PROBLEM DESCRIPTION:
Copy every line of the items below word for word, without changing anything.
++++ TASK INPUT
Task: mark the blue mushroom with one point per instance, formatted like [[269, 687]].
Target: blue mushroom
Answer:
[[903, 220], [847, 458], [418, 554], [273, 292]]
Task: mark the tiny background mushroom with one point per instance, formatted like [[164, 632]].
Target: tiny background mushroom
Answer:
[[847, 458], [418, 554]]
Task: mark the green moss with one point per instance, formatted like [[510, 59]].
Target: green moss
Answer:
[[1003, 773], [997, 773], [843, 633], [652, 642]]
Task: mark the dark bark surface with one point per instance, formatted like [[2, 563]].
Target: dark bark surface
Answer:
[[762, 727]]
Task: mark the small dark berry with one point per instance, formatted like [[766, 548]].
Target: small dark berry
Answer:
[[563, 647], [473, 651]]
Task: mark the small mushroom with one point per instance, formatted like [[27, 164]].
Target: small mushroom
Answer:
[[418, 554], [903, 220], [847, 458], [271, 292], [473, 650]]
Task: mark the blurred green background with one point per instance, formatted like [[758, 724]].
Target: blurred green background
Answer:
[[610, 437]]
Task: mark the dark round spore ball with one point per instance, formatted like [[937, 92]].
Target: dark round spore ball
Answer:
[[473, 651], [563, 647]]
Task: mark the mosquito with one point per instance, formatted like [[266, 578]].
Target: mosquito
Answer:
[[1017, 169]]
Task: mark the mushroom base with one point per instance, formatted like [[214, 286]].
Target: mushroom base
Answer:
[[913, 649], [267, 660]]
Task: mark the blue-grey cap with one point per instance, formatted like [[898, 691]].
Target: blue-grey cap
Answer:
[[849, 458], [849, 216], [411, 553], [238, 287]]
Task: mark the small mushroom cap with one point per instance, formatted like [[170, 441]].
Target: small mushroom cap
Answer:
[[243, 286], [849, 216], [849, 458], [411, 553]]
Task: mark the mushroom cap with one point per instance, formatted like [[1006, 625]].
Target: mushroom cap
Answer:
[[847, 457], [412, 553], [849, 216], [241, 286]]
++++++++
OUTPUT FOR THIS EXERCISE:
Task: mark the blue mushroom with one point per instance, formatted like [[269, 687]].
Target: blue mushroom
Answer:
[[903, 220], [847, 458], [418, 554], [273, 292]]
Task: mark the tiny background mushroom with one point per instance, formatted like [[164, 632]].
Target: tiny background mushroom
Answer:
[[847, 458], [418, 554]]
Task: mark the green moss with one point per instance, formatted like [[510, 59]].
Target: green moss
Answer:
[[1003, 773], [997, 773], [843, 633], [652, 642]]
Task: mark the dark bark surface with one point per instance, formatted like [[2, 563]].
Target: dark bark surface
Answer:
[[762, 727]]
Task: mark the small dark berry with one point per instance, formatted like [[766, 548]].
Target: small dark berry
Answer:
[[563, 647], [473, 651]]
Task: mark the small mushroom with one point per instance, formatted like [[27, 164]].
Target: small mushroom
Answer:
[[418, 554], [903, 220], [847, 458], [271, 292], [473, 650]]
Task: mark the blurred green background with one point per instance, formatted like [[758, 724]].
Target: blurred green background
Answer:
[[610, 437]]
Task: mark the dark round spore ball with one point per instance, formatted like [[937, 92]].
Target: dark round spore ball
Answer:
[[473, 651], [563, 647]]
Task: mark the mosquito with one point per instance, formatted like [[266, 578]].
Target: mosquito
Answer:
[[1017, 169]]
Task: mark the mushroom base with one point per instance, formatted like [[214, 286]].
Target: mushroom base
Answer:
[[913, 649], [267, 660]]
Task: mark the blue-grey cap with one point per instance, formatted like [[898, 691]].
Target: blue-grey cap
Answer:
[[849, 458], [849, 216], [411, 553], [238, 287]]
Task: mark the small mushroom cap with one point per instance, formatted like [[170, 441]].
Target: small mushroom cap
Answer:
[[243, 286], [849, 216], [849, 458], [411, 553]]
Task: mark the mushroom cap with one point per instance, formatted like [[1006, 625]].
Target: mushroom cap
Answer:
[[847, 457], [412, 553], [849, 216], [241, 286]]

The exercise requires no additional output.